◆ **SUPPLIED MATERIAL**:

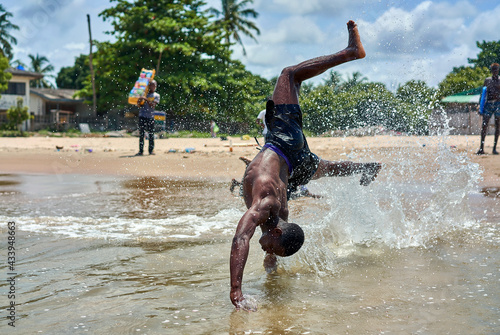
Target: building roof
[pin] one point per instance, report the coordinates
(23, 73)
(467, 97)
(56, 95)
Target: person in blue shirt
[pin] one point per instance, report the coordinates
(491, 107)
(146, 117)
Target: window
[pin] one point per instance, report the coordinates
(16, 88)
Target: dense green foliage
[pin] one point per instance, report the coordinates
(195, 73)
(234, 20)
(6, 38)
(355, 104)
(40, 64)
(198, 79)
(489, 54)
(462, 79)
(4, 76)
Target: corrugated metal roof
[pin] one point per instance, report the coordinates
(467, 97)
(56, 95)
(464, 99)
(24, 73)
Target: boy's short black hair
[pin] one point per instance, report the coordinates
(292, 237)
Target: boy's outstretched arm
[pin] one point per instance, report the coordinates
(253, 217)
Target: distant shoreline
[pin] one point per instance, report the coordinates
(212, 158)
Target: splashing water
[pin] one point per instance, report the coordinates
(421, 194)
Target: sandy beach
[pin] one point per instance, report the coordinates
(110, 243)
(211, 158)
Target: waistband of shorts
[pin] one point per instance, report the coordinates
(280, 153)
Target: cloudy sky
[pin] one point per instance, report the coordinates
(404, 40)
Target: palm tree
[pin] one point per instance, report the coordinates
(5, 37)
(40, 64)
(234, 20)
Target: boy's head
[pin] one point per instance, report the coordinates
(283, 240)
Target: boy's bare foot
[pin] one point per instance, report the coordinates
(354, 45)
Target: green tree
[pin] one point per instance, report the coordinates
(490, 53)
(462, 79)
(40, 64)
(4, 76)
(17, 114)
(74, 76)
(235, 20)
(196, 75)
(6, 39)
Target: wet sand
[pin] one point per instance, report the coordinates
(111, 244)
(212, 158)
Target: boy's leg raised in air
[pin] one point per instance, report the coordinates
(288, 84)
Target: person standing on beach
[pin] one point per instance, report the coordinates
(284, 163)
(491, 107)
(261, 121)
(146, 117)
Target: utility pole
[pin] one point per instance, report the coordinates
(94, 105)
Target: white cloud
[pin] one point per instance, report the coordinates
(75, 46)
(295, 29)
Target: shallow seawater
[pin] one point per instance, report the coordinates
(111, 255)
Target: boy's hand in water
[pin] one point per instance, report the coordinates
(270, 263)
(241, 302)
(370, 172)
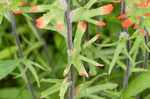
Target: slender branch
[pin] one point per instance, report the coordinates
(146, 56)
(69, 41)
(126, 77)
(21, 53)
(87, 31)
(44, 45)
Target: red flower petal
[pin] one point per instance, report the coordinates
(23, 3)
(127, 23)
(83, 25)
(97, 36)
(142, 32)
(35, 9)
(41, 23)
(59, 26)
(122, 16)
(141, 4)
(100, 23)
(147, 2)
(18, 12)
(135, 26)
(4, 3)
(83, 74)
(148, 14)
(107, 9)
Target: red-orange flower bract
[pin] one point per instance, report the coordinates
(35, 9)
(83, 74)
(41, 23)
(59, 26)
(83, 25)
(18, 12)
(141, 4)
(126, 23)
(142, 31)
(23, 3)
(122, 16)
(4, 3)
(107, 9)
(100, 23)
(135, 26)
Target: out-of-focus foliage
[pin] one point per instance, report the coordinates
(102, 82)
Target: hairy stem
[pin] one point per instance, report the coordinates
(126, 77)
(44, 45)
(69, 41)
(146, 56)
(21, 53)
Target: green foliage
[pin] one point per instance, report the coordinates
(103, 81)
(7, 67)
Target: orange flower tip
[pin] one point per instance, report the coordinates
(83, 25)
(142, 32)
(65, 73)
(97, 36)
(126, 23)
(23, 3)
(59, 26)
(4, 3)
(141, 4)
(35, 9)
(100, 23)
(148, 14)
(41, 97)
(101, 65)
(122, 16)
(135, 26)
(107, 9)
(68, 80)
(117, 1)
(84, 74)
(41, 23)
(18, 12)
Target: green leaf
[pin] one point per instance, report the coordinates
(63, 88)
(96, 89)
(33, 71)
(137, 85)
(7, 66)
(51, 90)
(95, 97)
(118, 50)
==
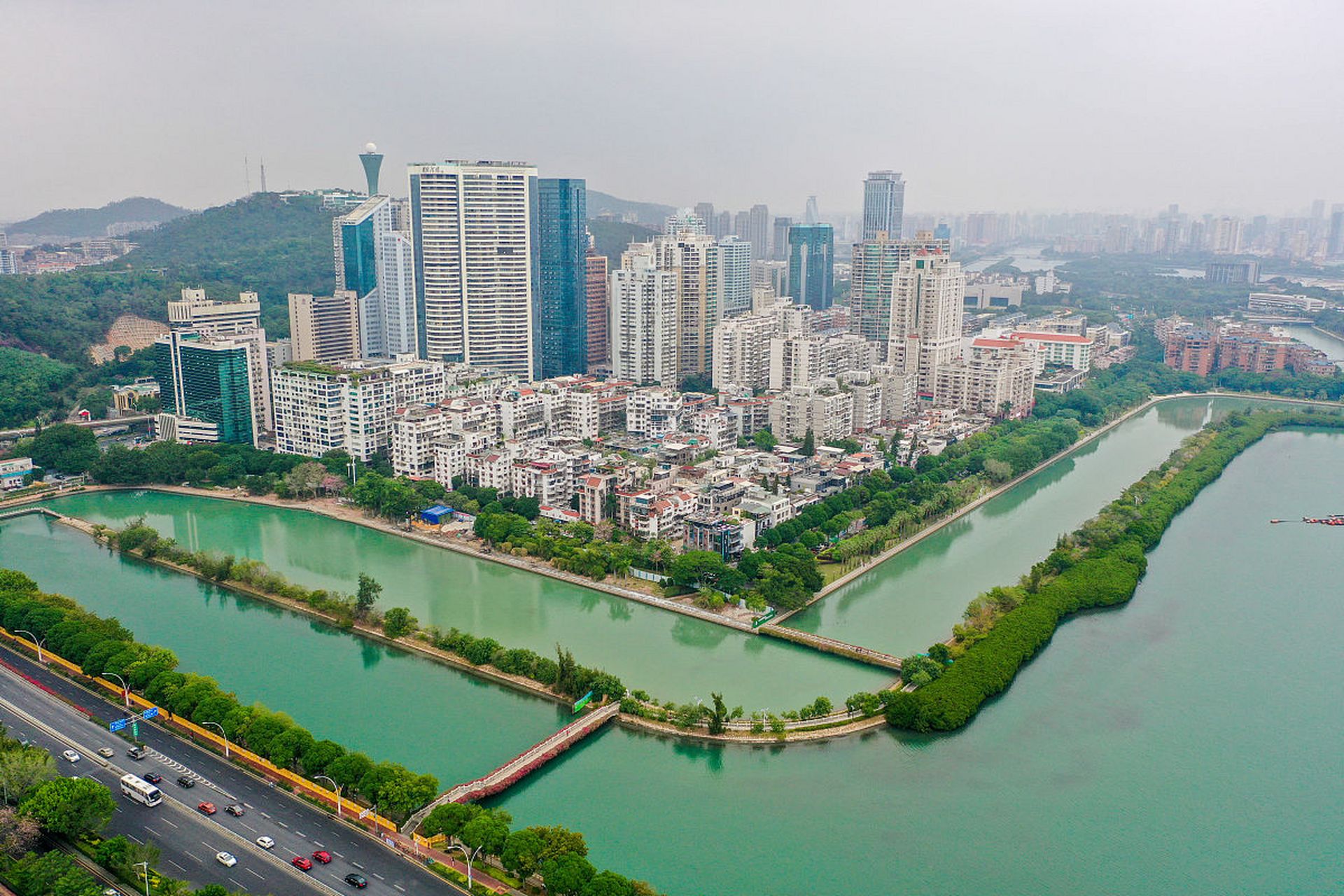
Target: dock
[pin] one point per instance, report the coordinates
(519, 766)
* * *
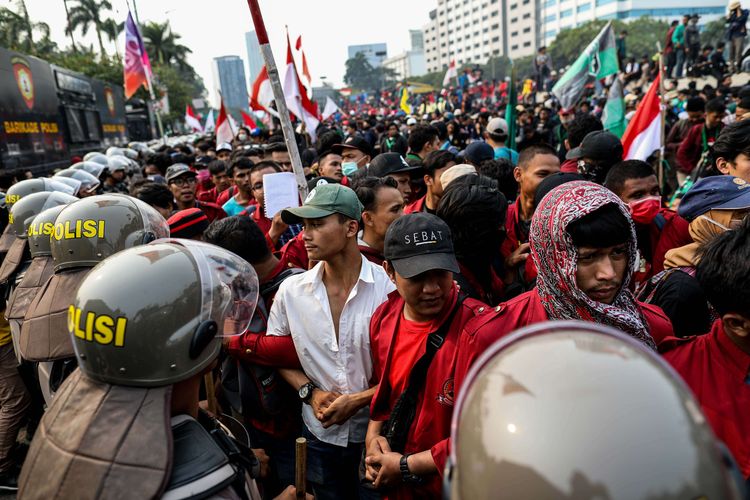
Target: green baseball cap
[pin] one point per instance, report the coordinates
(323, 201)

◆ **GIVEN EXERCISE**: Count the lines in the records above that contain the word "orange", and reply with the number alone.

◆ **TASK SOLUTION**: 2